» DOCUMENT TEXT:
▼▼▼

Long Before Towers Fell

This essay is a personal reckoning with the American century as it was sold to us and as it was actually lived. Moving from the shock of 9/11 through the theater of the War on Terror, the spectacle of mass media, the paralysis around school shootings, and the long shadow of U.S. foreign policy, it argues that September 11 was not an isolated rupture but the visible detonation of contradictions that had been building for decades. At its core, the piece is about systems: how nations mythologize themselves, how fear becomes policy, how spectacle replaces understanding, and how ordinary people are left to absorb the cost. It is also about responsibility. Influence, power, and strategy are never neutral once placed in human hands. The same force that can build a civilization can just as easily deform one.

“If we all did the things we are capable of doing, we would literally astound ourselves.” — Thomas Edison

Before 9/11, I knew almost nothing about the Middle East.

I had lived through Desert Storm. I had watched maps glow on television and heard the music of patriotic certainty hummed under every broadcast. But I did not understand the region, and more importantly, I did not think I needed to. I was American. Ignorance was part of the package. Our mythology has always included the luxury of not learning the names of the places our power rearranges.

That changed after September 11.

▲▲▲

» GIVEN INSTRUCTION A:
Print the part of the listing that opens with the line containing "Pick out the grassy" and closes with the line containing "x=765, y=450", with both of those lines included.
The listing is unrelated to the essay above.

» RECORDS FOR PROCESSING:
▼▼▼

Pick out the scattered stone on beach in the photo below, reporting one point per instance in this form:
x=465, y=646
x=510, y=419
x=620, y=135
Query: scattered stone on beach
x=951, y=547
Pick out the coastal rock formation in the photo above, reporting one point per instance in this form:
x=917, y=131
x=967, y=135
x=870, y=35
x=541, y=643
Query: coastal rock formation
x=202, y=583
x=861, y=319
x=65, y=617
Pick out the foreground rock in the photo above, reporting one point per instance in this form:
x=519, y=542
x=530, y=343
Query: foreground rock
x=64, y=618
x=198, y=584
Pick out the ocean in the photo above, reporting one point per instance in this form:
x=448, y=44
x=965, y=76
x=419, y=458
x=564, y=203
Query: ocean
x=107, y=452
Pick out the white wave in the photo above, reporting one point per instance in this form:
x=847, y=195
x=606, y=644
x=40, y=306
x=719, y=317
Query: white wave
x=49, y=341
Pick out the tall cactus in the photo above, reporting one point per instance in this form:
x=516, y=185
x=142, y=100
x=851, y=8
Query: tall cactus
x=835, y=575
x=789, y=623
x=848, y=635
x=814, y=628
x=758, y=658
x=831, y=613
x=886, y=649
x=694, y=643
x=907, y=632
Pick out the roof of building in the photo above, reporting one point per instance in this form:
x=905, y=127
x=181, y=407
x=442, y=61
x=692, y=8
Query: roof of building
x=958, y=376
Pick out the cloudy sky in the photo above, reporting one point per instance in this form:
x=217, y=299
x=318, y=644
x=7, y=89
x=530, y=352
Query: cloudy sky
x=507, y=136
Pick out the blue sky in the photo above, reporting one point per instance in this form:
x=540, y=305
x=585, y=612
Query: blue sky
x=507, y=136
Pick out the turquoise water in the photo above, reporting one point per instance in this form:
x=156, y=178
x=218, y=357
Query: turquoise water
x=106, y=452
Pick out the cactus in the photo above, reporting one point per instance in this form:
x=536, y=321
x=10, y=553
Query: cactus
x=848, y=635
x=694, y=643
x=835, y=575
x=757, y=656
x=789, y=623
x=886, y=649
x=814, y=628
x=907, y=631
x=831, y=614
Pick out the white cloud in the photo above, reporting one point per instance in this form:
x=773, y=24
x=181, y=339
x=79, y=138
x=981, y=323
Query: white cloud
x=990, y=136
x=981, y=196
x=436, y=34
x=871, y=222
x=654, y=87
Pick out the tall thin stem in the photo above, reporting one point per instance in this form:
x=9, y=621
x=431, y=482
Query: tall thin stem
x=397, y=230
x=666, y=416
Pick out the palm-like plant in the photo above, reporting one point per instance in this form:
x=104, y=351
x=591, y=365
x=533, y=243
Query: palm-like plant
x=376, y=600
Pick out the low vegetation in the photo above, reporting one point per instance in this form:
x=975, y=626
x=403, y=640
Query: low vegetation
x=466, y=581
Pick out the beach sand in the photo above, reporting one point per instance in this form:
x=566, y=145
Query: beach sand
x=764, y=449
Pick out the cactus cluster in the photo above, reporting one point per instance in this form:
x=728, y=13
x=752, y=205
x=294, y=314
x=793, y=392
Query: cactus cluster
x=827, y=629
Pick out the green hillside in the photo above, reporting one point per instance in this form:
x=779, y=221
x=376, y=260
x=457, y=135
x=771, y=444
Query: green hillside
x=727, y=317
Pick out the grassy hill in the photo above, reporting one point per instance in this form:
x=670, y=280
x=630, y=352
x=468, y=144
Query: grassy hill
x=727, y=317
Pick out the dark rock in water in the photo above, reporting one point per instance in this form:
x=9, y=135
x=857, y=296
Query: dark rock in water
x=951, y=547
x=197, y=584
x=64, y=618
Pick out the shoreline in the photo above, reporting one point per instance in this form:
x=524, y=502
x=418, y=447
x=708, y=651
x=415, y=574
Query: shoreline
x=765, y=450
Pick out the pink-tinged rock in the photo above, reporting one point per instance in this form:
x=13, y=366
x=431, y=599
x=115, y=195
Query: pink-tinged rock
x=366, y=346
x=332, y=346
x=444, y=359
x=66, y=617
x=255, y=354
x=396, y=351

▲▲▲

» GIVEN INSTRUCTION B:
Carry on the essay about September 11 and the American century from the point at which it stops.

» RIGHT ANSWER A:
Pick out the grassy hill in the photo above, reporting one point per instance in this form:
x=670, y=280
x=630, y=352
x=468, y=144
Query: grassy hill
x=727, y=317
Pick out the dark rock in water in the photo above, reporting one point per instance in this form:
x=9, y=135
x=857, y=296
Query: dark rock in water
x=951, y=547
x=197, y=584
x=64, y=618
Pick out the shoreline in the photo above, reporting one point per instance in this form:
x=524, y=502
x=418, y=447
x=708, y=651
x=415, y=574
Query: shoreline
x=765, y=450

» RIGHT ANSWER B:
What I began to see, slowly and then all at once, was not just terrorism, but the architecture around it: the geopolitical bargains, the hypocrisies, the old manipulations, the strategic vanity, the religious volatility, and the long habit of treating entire regions like chessboards for men who would never have to live in the rubble. The attacks were horrifying. That part is simple. What stayed with me was not only the violence itself, but the scale and stupidity of the response.

A group of jihadists hijacked commercial jets, trained in part on our own soil, learned to operate in our suburbs, passed through our systems, and turned civilian airliners into weapons. And our answer was not first to harden the perimeter, secure the infrastructure, rethink ports, supply chains, intelligence failures, or domestic vulnerabilities. No, our answer was to unleash the full American war machine abroad.

Afghanistan first. Then Iraq. Then the whole post-9/11 era metastasized into a doctrine: when struck, do not merely respond—expand. Search and destroy. Invade, occupy, contract, rebuild, destabilize, repeat.

It always struck me as the logic of a man who comes home to find his house burglarized and decides the correct response is not to change the locks, install cameras, and organize the block—but to assemble the HOA into a death squad and raid the other side of town. That was our posture. Not reflection. Not redesign. Retaliatory sprawl.

And what a bill we ran up.

Not just in dollars, though those numbers are obscene. Not just in lives, though those numbers are worse. We spent national treasure like drunk emperors and called it strategy. We fed defense contractors, private security firms, consultants, lobbyists, lawyers, and every other species of parasite that breeds in the warm dark underbelly of permanent war. We converted fear into an industry.

And while all of that was happening, we turned panic into civic ritual.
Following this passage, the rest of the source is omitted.